━━━ Dataset rows
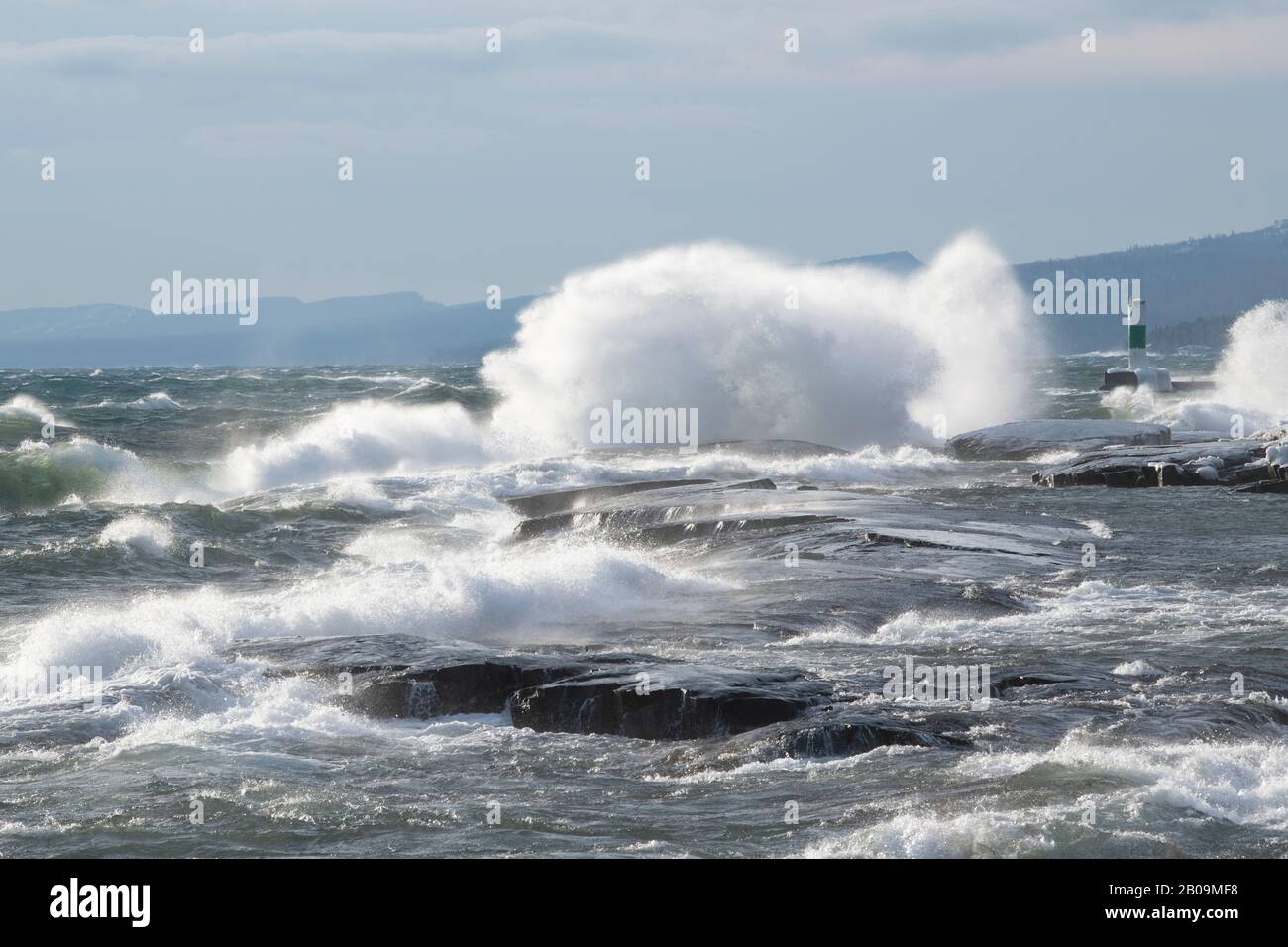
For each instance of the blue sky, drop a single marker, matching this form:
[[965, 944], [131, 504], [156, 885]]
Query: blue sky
[[515, 167]]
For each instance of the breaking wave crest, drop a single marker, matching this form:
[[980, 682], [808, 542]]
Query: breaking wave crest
[[864, 359]]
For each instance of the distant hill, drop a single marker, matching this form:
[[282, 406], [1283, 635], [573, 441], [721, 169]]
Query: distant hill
[[1206, 278], [394, 329], [1194, 290]]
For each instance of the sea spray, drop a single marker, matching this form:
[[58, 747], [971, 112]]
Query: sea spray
[[758, 348]]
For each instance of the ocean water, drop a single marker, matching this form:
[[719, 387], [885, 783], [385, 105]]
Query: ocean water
[[334, 502]]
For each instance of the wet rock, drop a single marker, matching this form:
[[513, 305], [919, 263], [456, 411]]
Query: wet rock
[[571, 500], [1014, 682], [1263, 487], [991, 595], [1194, 464], [1020, 440], [765, 483], [677, 702], [829, 733], [473, 686]]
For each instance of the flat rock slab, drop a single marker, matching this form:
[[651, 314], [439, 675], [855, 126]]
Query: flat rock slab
[[845, 732], [1020, 440], [644, 696], [674, 702], [1206, 463]]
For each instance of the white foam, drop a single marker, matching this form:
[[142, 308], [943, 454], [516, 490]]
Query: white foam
[[558, 590], [364, 438], [143, 534], [866, 359]]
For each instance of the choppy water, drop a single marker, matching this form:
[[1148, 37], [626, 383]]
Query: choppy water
[[346, 501]]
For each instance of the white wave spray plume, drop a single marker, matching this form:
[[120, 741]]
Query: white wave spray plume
[[866, 359], [1250, 381], [1253, 368]]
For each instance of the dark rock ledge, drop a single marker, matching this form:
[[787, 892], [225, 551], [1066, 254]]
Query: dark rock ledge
[[609, 693], [1239, 464]]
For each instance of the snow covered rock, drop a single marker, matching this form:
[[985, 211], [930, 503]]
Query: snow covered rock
[[1019, 440]]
━━━━━━
# Stated problem
Rewrite every line of the entries from the line containing "For each instance of the wet" through the end of the entries. Scale only the point coordinates in the answers by 0.4, rounding each result to the nearest whole number with halves rounded up, and keep every other line unchanged.

# Task response
For each instance of the wet rock, drop a single marker, matching this form:
[[513, 305], [919, 263], [456, 411]]
Query: wet rock
[[228, 200], [406, 273], [505, 195], [396, 238], [478, 186], [408, 176], [306, 193], [271, 281], [332, 293], [189, 274]]
For each instance of the flat rock slab, drop a single marker, matching this form:
[[651, 314], [439, 675], [855, 126]]
Query: flat rock slab
[[338, 293], [408, 176], [258, 278], [270, 281], [482, 185]]
For each instance of the white foam, drop a single marker, matching this form:
[[142, 308], [943, 454], [516, 490]]
Query: white foam
[[223, 236], [146, 175], [57, 214], [346, 144]]
For each instance of the choppy water, drop a single marker, matching this form:
[[1148, 37], [626, 383]]
Query: choppy water
[[138, 200]]
For each instance of the white wave spray plume, drop a single marker, matching this form:
[[120, 741]]
Query: white wave spray plume
[[346, 144], [500, 152], [501, 147]]
For each instance of the dark rock ledge, drop a single marker, matching this form:
[[787, 892], [225, 551], [1066, 254]]
Query: dark rock ledge
[[244, 277], [496, 186]]
For each instance of the snow covered rock, drop a single marker, matching this form:
[[985, 211], [930, 503]]
Query: snow covered rock
[[408, 176]]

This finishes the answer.